# Entries
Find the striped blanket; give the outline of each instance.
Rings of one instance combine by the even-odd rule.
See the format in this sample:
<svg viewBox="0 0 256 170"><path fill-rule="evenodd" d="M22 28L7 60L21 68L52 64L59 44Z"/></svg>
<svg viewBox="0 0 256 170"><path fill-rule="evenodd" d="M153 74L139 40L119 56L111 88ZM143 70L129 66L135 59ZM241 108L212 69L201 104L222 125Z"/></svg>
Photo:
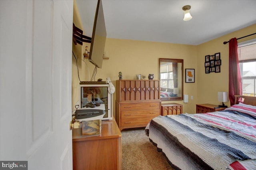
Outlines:
<svg viewBox="0 0 256 170"><path fill-rule="evenodd" d="M232 169L232 162L250 160L248 169L256 169L256 107L240 103L205 114L159 116L149 130L175 169Z"/></svg>

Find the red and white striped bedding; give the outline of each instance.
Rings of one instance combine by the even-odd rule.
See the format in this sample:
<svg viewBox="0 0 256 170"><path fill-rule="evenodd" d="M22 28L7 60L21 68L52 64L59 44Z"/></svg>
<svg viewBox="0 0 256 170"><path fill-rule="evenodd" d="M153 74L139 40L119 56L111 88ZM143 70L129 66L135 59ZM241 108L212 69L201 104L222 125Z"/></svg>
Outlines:
<svg viewBox="0 0 256 170"><path fill-rule="evenodd" d="M150 140L164 152L173 168L256 169L256 107L239 103L223 111L182 115L160 116L152 119L148 128ZM178 127L179 124L181 127ZM232 133L234 134L230 135ZM240 138L239 142L234 138ZM212 145L215 143L217 146ZM222 145L224 149L233 150L229 154L219 149L219 146ZM207 148L210 148L208 150ZM244 157L240 157L241 154L235 155L236 150ZM229 154L234 157L230 157ZM196 158L190 158L190 154ZM198 160L199 164L194 162Z"/></svg>

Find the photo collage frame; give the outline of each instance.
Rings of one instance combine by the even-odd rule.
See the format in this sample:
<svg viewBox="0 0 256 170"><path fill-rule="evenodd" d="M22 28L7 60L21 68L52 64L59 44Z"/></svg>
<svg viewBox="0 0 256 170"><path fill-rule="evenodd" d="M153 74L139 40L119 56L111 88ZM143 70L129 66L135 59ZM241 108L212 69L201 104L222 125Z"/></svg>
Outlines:
<svg viewBox="0 0 256 170"><path fill-rule="evenodd" d="M212 72L220 73L220 53L215 53L213 55L205 56L204 67L206 74Z"/></svg>

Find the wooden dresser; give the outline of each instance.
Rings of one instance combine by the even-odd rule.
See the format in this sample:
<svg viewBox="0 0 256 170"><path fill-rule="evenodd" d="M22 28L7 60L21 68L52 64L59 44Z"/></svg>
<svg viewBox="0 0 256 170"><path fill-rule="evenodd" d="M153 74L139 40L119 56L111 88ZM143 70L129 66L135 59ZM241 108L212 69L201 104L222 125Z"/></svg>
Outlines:
<svg viewBox="0 0 256 170"><path fill-rule="evenodd" d="M196 105L196 113L205 113L208 112L222 111L226 109L224 107L214 109L214 107L218 107L218 106L217 105L211 105L210 104L200 104Z"/></svg>
<svg viewBox="0 0 256 170"><path fill-rule="evenodd" d="M182 113L182 105L175 103L162 103L161 115L178 115Z"/></svg>
<svg viewBox="0 0 256 170"><path fill-rule="evenodd" d="M116 81L116 119L120 130L145 127L160 113L160 81Z"/></svg>
<svg viewBox="0 0 256 170"><path fill-rule="evenodd" d="M102 121L99 136L82 136L81 128L72 136L73 170L121 169L121 134L114 119Z"/></svg>

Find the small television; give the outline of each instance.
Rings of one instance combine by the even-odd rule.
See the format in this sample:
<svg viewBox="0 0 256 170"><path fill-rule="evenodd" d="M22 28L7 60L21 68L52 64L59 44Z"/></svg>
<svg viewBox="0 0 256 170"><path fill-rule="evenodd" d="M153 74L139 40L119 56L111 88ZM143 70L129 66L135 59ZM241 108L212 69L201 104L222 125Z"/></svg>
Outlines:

# Stated goal
Copy out the records word for word, starting at the line that contains "Find the photo" and stopping after the line that contains "72L220 73L220 53L215".

# Response to the exercise
Find the photo collage frame; give the outline of each instance.
Rings of one instance combine by the even-odd rule.
See the format in this sample:
<svg viewBox="0 0 256 170"><path fill-rule="evenodd" d="M22 28L7 60L21 68L52 64L59 44Z"/></svg>
<svg viewBox="0 0 256 170"><path fill-rule="evenodd" d="M153 74L139 40L119 56L111 88ZM143 70L129 66L135 59ZM241 108L212 69L201 104L222 125Z"/></svg>
Outlines:
<svg viewBox="0 0 256 170"><path fill-rule="evenodd" d="M212 72L220 73L220 53L215 53L213 55L205 56L204 67L206 74Z"/></svg>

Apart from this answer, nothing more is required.